▶ Text passage
□ □ □ □ □
Last Updated: Nov 20, 2020
Since the beginning of the COVID-19 pandemic, PAMED has advocated for its physicians. One of PAMED’s priorities was the passage of civil liability protection for physicians during this pandemic. HB 1737, which would grant civil liability protection to all health care practitioners during COVID-19, was approved by both legislative chambers and is now before the Governor for his consideration.
WHAT WOULD HB 1737 DO FOR HEALTH CARE PROVIDERS?
HB 1737 would provide civil liability protection during COVID-19 for covered providers, including health care practitioners (which includes physicians), providers, and facilities, for damages or personal injury related to specified acts enumerated in the bill. Those specified acts are:
- The provision of treatment or testing for COVID-19 to patients who have been exposed, or to those patients a covered provider reasonably believes have been exposed, to COVID-19.
- An act or omission proximately caused by a shortage of equipment, supplies, or personnel which was a direct result of the demand for testing or treatment of COVID-19 and was beyond the reasonable control of the covered provider.
- Patients in excess of the capacity of a department or a unit of a covered provider as a direct result of the need to test or treat COVID-19.
- Complying with public health directives regarding the testing and treatment of COVID-19.Under this provision, any act or omission that a covered provider in good faith believes complies with a public health directive is covered under this bill.
In addition to those acts listed, liability will not attach to an employer of an individual who is covered under this bill.
WHAT ACTS ARE NOT COVERED UNDER THIS BILL?
Civil liability protection will not apply if it can be shown, by clear and convincing evidence, that a covered provider committed gross negligence, recklessness, willful misconduct, or intentional infliction of harm.
HOW WILL PUBLIC HEALTH DIRECTIVES BE CONSIDERED?
HB 1737 specifically requires a court, in considering liability under this bill, to consider any public health directives which were in effect at the time an alleged act or omission occurred.
WHEN WOULD THIS BILL TAKE EFFECT?
If signed by the Governor, HB 1737 would take effect immediately.
□ □ □ □ □
▶ Extracted information
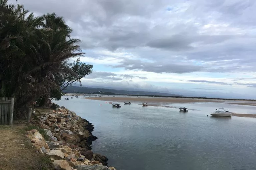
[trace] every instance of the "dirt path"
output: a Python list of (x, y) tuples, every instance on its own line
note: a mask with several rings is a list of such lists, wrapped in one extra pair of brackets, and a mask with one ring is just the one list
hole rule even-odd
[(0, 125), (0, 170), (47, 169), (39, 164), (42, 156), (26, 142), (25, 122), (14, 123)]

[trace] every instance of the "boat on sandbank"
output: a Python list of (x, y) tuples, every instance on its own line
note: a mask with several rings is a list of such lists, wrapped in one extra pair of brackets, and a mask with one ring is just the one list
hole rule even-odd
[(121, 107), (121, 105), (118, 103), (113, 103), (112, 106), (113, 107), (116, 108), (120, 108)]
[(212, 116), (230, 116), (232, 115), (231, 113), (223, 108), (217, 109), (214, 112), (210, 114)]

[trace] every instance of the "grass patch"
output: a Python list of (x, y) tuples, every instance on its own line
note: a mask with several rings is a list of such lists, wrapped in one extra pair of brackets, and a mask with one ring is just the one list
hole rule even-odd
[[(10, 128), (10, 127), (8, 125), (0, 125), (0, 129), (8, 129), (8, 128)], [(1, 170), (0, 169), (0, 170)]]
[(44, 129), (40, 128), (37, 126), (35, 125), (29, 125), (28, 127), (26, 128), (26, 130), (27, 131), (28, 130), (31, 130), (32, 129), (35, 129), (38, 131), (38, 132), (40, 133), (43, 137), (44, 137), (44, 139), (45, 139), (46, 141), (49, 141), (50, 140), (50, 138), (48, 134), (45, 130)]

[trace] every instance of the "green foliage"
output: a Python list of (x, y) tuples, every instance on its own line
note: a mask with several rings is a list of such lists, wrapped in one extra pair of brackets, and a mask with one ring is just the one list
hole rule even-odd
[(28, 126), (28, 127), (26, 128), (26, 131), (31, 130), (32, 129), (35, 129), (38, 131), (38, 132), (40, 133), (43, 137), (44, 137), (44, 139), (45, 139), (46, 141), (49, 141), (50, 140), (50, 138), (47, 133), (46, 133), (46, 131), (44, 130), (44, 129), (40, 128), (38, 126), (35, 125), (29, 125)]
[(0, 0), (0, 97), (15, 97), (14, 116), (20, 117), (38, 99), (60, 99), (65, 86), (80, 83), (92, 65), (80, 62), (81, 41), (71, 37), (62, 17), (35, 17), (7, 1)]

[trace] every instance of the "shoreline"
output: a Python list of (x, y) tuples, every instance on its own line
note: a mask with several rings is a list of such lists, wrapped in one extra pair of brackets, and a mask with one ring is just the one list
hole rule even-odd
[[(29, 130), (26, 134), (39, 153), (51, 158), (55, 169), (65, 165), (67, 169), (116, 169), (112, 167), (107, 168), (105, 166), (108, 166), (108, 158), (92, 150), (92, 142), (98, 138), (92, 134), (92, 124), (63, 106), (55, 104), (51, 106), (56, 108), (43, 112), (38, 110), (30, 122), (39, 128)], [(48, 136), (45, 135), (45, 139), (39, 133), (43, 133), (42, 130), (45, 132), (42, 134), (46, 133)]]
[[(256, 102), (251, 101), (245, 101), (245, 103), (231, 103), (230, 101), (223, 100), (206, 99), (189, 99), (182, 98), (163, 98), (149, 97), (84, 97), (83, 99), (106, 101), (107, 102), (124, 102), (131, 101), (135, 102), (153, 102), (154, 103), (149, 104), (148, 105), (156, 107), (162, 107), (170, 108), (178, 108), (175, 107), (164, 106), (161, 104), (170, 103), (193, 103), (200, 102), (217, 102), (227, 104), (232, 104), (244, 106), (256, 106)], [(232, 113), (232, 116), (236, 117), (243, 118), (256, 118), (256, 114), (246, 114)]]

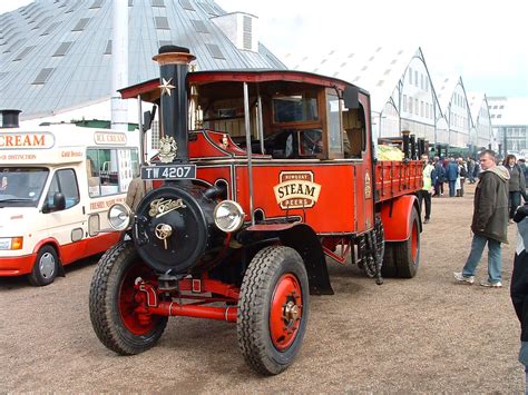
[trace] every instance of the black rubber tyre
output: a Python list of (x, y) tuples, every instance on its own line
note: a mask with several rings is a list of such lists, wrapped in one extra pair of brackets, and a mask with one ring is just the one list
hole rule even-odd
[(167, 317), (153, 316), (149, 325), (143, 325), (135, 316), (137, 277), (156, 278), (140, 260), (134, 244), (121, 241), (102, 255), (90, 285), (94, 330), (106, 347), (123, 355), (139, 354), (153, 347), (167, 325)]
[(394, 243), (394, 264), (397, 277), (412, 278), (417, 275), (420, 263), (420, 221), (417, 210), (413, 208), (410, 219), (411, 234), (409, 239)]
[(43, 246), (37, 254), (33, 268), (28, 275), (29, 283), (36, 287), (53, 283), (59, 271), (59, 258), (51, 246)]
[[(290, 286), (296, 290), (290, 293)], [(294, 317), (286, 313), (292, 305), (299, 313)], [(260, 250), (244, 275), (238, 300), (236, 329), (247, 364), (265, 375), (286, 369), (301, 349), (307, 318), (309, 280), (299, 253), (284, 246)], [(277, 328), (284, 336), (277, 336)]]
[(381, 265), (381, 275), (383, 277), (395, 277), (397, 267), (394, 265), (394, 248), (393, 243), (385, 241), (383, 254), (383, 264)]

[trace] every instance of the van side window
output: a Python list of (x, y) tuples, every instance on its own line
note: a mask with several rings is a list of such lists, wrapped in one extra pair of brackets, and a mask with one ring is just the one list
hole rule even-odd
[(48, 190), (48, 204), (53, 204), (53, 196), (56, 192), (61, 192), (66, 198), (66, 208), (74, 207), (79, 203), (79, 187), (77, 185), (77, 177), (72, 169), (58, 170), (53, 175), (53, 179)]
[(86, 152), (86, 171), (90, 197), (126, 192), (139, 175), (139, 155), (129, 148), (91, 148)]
□ □ □ □ □
▶ Exercise tasks
1. In the HB 1737 passage:
(a) Who is considering HB 1737 now?
(b) By what standard of evidence must gross negligence, recklessness, willful misconduct, or intentional infliction of harm be shown for the protection not to apply?
(c) If the Governor signs HB 1737, when would it take effect?
2. Can you print the HB 1737 passage word for word from "WHAT ACTS ARE" to "infliction of harm."?

▶ Task responses
1.
(a) The Governor.
(b) Clear and convincing evidence.
(c) Immediately.

2.
WHAT ACTS ARE NOT COVERED UNDER THIS BILL?
Civil liability protection will not apply if it can be shown, by clear and convincing evidence, that a covered provider committed gross negligence, recklessness, willful misconduct, or intentional infliction of harm.